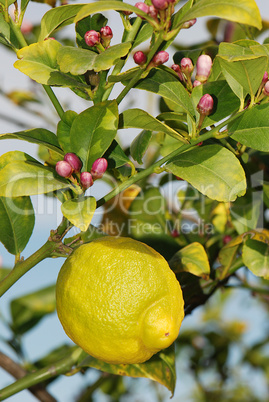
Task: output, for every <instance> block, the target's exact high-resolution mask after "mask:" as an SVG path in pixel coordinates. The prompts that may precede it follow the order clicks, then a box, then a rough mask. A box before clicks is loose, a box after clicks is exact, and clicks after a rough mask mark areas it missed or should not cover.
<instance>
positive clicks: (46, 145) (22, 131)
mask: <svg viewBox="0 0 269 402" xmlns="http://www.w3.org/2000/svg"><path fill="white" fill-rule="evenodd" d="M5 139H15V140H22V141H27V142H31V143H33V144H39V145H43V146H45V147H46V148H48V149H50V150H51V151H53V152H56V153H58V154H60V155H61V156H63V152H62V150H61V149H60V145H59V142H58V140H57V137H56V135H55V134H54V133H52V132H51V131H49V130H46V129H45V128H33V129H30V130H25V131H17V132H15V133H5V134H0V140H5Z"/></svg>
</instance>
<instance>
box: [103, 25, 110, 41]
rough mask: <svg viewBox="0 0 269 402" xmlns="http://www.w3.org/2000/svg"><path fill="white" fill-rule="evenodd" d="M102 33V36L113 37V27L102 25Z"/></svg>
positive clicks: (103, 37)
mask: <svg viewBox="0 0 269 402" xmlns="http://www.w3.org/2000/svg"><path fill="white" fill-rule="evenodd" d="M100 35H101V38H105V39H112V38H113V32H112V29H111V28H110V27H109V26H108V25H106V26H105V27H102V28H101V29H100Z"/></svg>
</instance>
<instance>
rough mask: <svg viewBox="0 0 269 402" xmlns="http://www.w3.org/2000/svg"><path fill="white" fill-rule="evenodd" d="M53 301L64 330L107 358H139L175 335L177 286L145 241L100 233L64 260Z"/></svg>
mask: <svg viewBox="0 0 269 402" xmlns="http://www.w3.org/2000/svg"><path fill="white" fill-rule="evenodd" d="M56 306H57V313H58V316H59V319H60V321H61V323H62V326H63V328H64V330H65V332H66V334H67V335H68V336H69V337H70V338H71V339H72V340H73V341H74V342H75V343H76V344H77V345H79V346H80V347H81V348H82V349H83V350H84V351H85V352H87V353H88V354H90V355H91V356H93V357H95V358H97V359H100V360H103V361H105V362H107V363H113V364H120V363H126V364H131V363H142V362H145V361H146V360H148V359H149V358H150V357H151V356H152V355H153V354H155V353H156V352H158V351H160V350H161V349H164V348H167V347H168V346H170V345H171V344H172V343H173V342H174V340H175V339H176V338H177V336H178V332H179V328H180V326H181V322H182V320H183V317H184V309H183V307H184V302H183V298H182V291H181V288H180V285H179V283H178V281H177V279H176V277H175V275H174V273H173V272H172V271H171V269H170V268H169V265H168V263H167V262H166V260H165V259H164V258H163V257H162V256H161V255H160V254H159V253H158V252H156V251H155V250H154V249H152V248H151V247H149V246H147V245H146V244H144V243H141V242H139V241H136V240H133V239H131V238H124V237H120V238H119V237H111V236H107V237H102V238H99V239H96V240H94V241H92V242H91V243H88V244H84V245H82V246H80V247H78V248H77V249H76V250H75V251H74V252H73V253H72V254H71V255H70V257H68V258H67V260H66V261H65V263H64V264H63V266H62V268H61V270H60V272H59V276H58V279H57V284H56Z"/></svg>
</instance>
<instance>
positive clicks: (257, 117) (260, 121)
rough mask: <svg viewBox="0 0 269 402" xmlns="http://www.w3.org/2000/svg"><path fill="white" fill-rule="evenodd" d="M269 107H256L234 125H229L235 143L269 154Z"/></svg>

• **About this exercise**
Render every row above as a numbered list, skipping any blank lines and leaving the pictures out.

• **Answer space**
1. Task: output, for every <instance> block, the target's exact high-resolution mask after "mask:" as an SVG path in pixel coordinates. The prompts that may precede it follow the order clicks, then a box, then a rough mask. A box before clicks is loose, a box after clicks is exact, and clicks after a rough mask mark areas it missed or should not cover.
2. <instance>
3. positive clicks: (46, 145) (22, 131)
4. mask: <svg viewBox="0 0 269 402" xmlns="http://www.w3.org/2000/svg"><path fill="white" fill-rule="evenodd" d="M5 139H15V140H22V141H27V142H31V143H33V144H39V145H43V146H45V147H46V148H48V149H50V150H51V151H53V152H56V153H58V154H60V155H61V156H63V152H62V150H61V149H60V145H59V142H58V140H57V137H56V135H55V134H54V133H52V132H51V131H49V130H46V129H45V128H33V129H30V130H25V131H17V132H15V133H5V134H0V140H5Z"/></svg>
5. </instance>
6. <instance>
7. box: [103, 25, 110, 41]
8. rough mask: <svg viewBox="0 0 269 402" xmlns="http://www.w3.org/2000/svg"><path fill="white" fill-rule="evenodd" d="M102 33V36L113 37V27L102 25Z"/></svg>
9. positive clicks: (103, 37)
10. mask: <svg viewBox="0 0 269 402" xmlns="http://www.w3.org/2000/svg"><path fill="white" fill-rule="evenodd" d="M100 35H101V38H105V39H112V38H113V32H112V29H111V28H110V27H109V26H108V25H106V26H105V27H102V28H101V29H100Z"/></svg>
11. </instance>
12. <instance>
13. rough mask: <svg viewBox="0 0 269 402" xmlns="http://www.w3.org/2000/svg"><path fill="white" fill-rule="evenodd" d="M53 301L64 330L107 358H139L175 335L177 286L145 241L100 233L64 260Z"/></svg>
14. mask: <svg viewBox="0 0 269 402" xmlns="http://www.w3.org/2000/svg"><path fill="white" fill-rule="evenodd" d="M56 306H57V313H58V316H59V319H60V321H61V323H62V326H63V328H64V330H65V332H66V334H67V335H68V336H69V337H70V338H71V339H72V340H73V341H74V342H75V343H76V344H77V345H79V346H80V347H81V348H82V349H83V350H84V351H85V352H87V353H88V354H90V355H91V356H93V357H95V358H97V359H100V360H103V361H105V362H107V363H113V364H120V363H126V364H131V363H142V362H145V361H146V360H148V359H149V358H150V357H151V356H152V355H153V354H155V353H156V352H158V351H160V350H161V349H164V348H167V347H168V346H170V345H171V344H172V343H173V342H174V340H175V339H176V338H177V336H178V332H179V328H180V326H181V322H182V320H183V317H184V309H183V307H184V302H183V298H182V291H181V288H180V285H179V283H178V281H177V279H176V277H175V275H174V273H173V272H172V271H171V269H170V268H169V265H168V263H167V262H166V260H165V259H164V258H163V257H162V256H161V255H160V254H159V253H158V252H156V251H155V250H154V249H152V248H151V247H149V246H147V245H146V244H144V243H141V242H139V241H136V240H133V239H131V238H124V237H120V238H119V237H111V236H107V237H102V238H99V239H96V240H94V241H92V242H91V243H88V244H84V245H82V246H80V247H78V248H77V249H76V250H75V251H74V252H73V253H72V254H71V255H70V257H68V258H67V260H66V261H65V263H64V264H63V266H62V268H61V270H60V272H59V276H58V279H57V284H56Z"/></svg>
15. </instance>
16. <instance>
17. positive clicks: (257, 117) (260, 121)
18. rough mask: <svg viewBox="0 0 269 402" xmlns="http://www.w3.org/2000/svg"><path fill="white" fill-rule="evenodd" d="M269 107H256L234 125H229L235 143L269 154Z"/></svg>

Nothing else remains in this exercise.